▶ [Exercise directions]: Reproduce the listing below with every "Target" swapped for "Label" and nothing else changed. Leave the pictures out.

▶ [Data provided]:
•••••

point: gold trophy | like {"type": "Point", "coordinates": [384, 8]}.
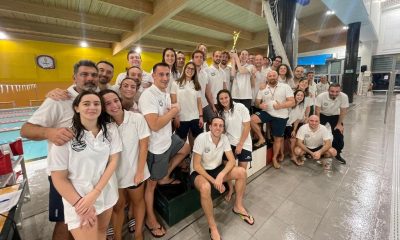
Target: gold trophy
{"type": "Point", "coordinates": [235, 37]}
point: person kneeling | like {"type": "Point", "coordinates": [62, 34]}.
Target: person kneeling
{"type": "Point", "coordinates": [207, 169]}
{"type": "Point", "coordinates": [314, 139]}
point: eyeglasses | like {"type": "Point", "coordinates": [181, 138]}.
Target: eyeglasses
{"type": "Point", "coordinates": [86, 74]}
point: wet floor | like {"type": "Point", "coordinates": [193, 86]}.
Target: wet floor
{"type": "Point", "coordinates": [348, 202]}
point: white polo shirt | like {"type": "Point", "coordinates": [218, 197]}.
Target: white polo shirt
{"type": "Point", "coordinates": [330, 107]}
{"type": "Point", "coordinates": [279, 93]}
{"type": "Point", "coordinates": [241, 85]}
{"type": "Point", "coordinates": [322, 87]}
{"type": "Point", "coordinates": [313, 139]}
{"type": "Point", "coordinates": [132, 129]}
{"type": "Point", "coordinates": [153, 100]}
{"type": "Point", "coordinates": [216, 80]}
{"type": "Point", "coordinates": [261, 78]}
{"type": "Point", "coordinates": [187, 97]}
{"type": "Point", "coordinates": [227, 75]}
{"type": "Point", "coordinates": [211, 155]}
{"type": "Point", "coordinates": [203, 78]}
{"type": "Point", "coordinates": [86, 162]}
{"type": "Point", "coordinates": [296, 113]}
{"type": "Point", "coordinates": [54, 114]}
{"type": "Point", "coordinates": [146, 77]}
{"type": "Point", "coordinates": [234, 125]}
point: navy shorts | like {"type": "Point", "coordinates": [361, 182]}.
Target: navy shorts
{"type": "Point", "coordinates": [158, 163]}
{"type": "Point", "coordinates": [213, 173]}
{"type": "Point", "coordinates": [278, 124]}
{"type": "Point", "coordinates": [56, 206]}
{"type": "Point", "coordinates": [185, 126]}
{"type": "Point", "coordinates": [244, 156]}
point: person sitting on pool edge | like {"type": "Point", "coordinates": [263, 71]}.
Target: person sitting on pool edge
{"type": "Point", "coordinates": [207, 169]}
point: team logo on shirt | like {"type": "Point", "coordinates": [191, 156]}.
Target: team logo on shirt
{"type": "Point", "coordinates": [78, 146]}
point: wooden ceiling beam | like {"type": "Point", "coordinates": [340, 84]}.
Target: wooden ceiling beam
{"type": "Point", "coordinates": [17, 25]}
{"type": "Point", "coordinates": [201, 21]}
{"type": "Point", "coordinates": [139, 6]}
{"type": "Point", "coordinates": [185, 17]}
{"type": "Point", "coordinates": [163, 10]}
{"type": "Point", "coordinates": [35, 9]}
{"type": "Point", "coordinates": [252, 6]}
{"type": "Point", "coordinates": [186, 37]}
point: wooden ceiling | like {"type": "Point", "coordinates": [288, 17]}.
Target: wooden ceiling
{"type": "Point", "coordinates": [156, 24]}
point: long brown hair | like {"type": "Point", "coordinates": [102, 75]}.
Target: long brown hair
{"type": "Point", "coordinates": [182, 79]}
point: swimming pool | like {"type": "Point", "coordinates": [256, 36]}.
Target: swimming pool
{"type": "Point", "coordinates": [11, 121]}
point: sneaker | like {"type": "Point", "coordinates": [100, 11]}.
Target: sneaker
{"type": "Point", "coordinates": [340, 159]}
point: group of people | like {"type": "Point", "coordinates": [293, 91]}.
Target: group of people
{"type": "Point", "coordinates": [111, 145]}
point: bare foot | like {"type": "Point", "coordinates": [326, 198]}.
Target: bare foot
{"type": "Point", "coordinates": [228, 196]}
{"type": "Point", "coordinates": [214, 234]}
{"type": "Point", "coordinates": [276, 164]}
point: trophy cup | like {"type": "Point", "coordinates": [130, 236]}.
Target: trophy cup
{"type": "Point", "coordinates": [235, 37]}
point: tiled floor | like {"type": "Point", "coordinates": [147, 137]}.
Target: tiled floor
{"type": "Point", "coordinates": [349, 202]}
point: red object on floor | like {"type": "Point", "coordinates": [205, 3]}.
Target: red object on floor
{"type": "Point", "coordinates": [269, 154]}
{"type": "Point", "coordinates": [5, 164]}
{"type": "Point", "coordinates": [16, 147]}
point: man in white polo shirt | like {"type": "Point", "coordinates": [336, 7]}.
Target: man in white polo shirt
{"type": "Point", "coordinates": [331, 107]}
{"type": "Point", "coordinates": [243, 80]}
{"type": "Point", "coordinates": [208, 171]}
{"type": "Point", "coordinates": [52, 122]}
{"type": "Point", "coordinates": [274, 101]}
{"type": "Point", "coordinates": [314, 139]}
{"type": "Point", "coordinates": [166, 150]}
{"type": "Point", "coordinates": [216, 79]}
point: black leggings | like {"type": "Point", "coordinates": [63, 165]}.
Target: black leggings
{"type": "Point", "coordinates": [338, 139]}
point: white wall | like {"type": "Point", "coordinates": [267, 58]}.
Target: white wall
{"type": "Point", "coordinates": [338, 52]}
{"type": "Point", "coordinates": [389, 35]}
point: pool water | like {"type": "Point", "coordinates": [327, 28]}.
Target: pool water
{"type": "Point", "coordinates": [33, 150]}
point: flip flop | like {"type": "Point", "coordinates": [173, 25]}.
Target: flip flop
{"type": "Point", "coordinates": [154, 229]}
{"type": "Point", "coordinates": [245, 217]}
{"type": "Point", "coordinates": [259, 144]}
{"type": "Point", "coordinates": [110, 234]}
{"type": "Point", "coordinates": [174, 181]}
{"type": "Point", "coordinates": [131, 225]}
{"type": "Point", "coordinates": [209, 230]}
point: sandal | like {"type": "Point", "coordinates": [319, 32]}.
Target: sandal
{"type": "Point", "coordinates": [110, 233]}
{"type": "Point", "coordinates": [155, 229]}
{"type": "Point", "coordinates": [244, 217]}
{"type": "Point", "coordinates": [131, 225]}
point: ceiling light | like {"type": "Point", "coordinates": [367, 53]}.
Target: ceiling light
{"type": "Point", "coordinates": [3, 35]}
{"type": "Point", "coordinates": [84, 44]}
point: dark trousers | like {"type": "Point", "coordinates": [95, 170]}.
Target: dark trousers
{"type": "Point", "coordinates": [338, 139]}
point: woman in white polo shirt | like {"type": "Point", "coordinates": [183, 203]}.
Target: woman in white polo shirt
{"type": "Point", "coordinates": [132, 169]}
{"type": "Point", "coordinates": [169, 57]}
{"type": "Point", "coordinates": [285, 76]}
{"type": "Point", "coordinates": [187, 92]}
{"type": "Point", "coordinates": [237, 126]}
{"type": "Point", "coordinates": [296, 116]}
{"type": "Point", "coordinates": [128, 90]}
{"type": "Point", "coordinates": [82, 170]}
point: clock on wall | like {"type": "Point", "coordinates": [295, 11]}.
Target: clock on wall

•••••

▶ [Full output]:
point: gold trophy | like {"type": "Point", "coordinates": [384, 8]}.
Label: gold trophy
{"type": "Point", "coordinates": [235, 37]}
point: person kneeling | like {"type": "Point", "coordinates": [62, 34]}.
Label: person kneeling
{"type": "Point", "coordinates": [207, 169]}
{"type": "Point", "coordinates": [314, 139]}
point: eyeglasses | like {"type": "Point", "coordinates": [181, 138]}.
Label: eyeglasses
{"type": "Point", "coordinates": [86, 74]}
point: wet floor | like {"type": "Point", "coordinates": [193, 86]}.
Label: wet floor
{"type": "Point", "coordinates": [348, 202]}
point: white polo shirt | like {"type": "Point", "coordinates": [218, 197]}.
Label: white polo shirt
{"type": "Point", "coordinates": [330, 107]}
{"type": "Point", "coordinates": [279, 93]}
{"type": "Point", "coordinates": [241, 85]}
{"type": "Point", "coordinates": [322, 87]}
{"type": "Point", "coordinates": [313, 139]}
{"type": "Point", "coordinates": [132, 129]}
{"type": "Point", "coordinates": [153, 100]}
{"type": "Point", "coordinates": [216, 80]}
{"type": "Point", "coordinates": [261, 78]}
{"type": "Point", "coordinates": [187, 97]}
{"type": "Point", "coordinates": [227, 75]}
{"type": "Point", "coordinates": [211, 155]}
{"type": "Point", "coordinates": [203, 78]}
{"type": "Point", "coordinates": [86, 162]}
{"type": "Point", "coordinates": [296, 113]}
{"type": "Point", "coordinates": [54, 114]}
{"type": "Point", "coordinates": [146, 77]}
{"type": "Point", "coordinates": [234, 125]}
point: navy shorts | like {"type": "Point", "coordinates": [361, 182]}.
Label: navy shorts
{"type": "Point", "coordinates": [158, 163]}
{"type": "Point", "coordinates": [213, 173]}
{"type": "Point", "coordinates": [278, 124]}
{"type": "Point", "coordinates": [56, 206]}
{"type": "Point", "coordinates": [185, 126]}
{"type": "Point", "coordinates": [244, 156]}
point: person sitting on pool edge | like {"type": "Point", "coordinates": [263, 71]}.
Label: person sitting on pool edge
{"type": "Point", "coordinates": [207, 169]}
point: team logo on shirt | like {"type": "Point", "coordinates": [191, 156]}.
Label: team logo on shirt
{"type": "Point", "coordinates": [78, 146]}
point: wooden ceiling beam | like {"type": "Point", "coordinates": [340, 84]}.
Label: wooden ceiling beam
{"type": "Point", "coordinates": [17, 25]}
{"type": "Point", "coordinates": [201, 21]}
{"type": "Point", "coordinates": [139, 6]}
{"type": "Point", "coordinates": [185, 17]}
{"type": "Point", "coordinates": [163, 10]}
{"type": "Point", "coordinates": [35, 9]}
{"type": "Point", "coordinates": [252, 6]}
{"type": "Point", "coordinates": [186, 37]}
point: wooden ceiling | like {"type": "Point", "coordinates": [288, 17]}.
Label: wooden ceiling
{"type": "Point", "coordinates": [156, 24]}
point: long brown hair | like {"type": "Point", "coordinates": [102, 75]}.
Label: long brown hair
{"type": "Point", "coordinates": [182, 79]}
point: swimming pool | like {"type": "Point", "coordinates": [256, 36]}.
Label: swimming pool
{"type": "Point", "coordinates": [11, 121]}
point: sneaker | like {"type": "Point", "coordinates": [100, 11]}.
Label: sneaker
{"type": "Point", "coordinates": [340, 159]}
point: group of people | like {"type": "Point", "coordinates": [293, 91]}.
Label: group of people
{"type": "Point", "coordinates": [111, 145]}
point: bare foot | like {"type": "Point", "coordinates": [326, 198]}.
Label: bare foot
{"type": "Point", "coordinates": [228, 196]}
{"type": "Point", "coordinates": [214, 234]}
{"type": "Point", "coordinates": [276, 164]}
point: trophy cup | like {"type": "Point", "coordinates": [130, 236]}.
Label: trophy cup
{"type": "Point", "coordinates": [235, 37]}
point: tiled floor | like {"type": "Point", "coordinates": [147, 137]}.
Label: tiled floor
{"type": "Point", "coordinates": [349, 202]}
point: red object on floor | like {"type": "Point", "coordinates": [205, 3]}.
Label: red object on floor
{"type": "Point", "coordinates": [269, 154]}
{"type": "Point", "coordinates": [5, 164]}
{"type": "Point", "coordinates": [16, 147]}
point: man in white polo shirt | like {"type": "Point", "coordinates": [336, 7]}.
Label: man in white polo shirt
{"type": "Point", "coordinates": [331, 107]}
{"type": "Point", "coordinates": [243, 80]}
{"type": "Point", "coordinates": [208, 171]}
{"type": "Point", "coordinates": [52, 122]}
{"type": "Point", "coordinates": [274, 101]}
{"type": "Point", "coordinates": [314, 139]}
{"type": "Point", "coordinates": [166, 150]}
{"type": "Point", "coordinates": [216, 79]}
point: black leggings | like {"type": "Point", "coordinates": [63, 165]}.
Label: black leggings
{"type": "Point", "coordinates": [338, 139]}
point: white wall | like {"type": "Point", "coordinates": [267, 58]}.
Label: white wall
{"type": "Point", "coordinates": [338, 52]}
{"type": "Point", "coordinates": [389, 35]}
point: pool water | like {"type": "Point", "coordinates": [327, 28]}.
Label: pool water
{"type": "Point", "coordinates": [33, 150]}
point: flip flop | like {"type": "Point", "coordinates": [173, 25]}.
Label: flip flop
{"type": "Point", "coordinates": [154, 229]}
{"type": "Point", "coordinates": [245, 217]}
{"type": "Point", "coordinates": [259, 144]}
{"type": "Point", "coordinates": [110, 234]}
{"type": "Point", "coordinates": [174, 181]}
{"type": "Point", "coordinates": [131, 225]}
{"type": "Point", "coordinates": [209, 230]}
point: sandal | like {"type": "Point", "coordinates": [319, 32]}.
Label: sandal
{"type": "Point", "coordinates": [110, 233]}
{"type": "Point", "coordinates": [155, 229]}
{"type": "Point", "coordinates": [244, 217]}
{"type": "Point", "coordinates": [131, 225]}
point: ceiling light | like {"type": "Point", "coordinates": [367, 53]}.
Label: ceiling light
{"type": "Point", "coordinates": [3, 35]}
{"type": "Point", "coordinates": [84, 44]}
point: dark trousers | like {"type": "Point", "coordinates": [95, 170]}.
Label: dark trousers
{"type": "Point", "coordinates": [338, 139]}
point: woman in white polo shirt | like {"type": "Point", "coordinates": [183, 203]}.
Label: woman in white polo shirt
{"type": "Point", "coordinates": [132, 169]}
{"type": "Point", "coordinates": [169, 57]}
{"type": "Point", "coordinates": [285, 76]}
{"type": "Point", "coordinates": [187, 92]}
{"type": "Point", "coordinates": [237, 126]}
{"type": "Point", "coordinates": [296, 116]}
{"type": "Point", "coordinates": [128, 90]}
{"type": "Point", "coordinates": [82, 170]}
point: clock on wall | like {"type": "Point", "coordinates": [295, 11]}.
Label: clock on wall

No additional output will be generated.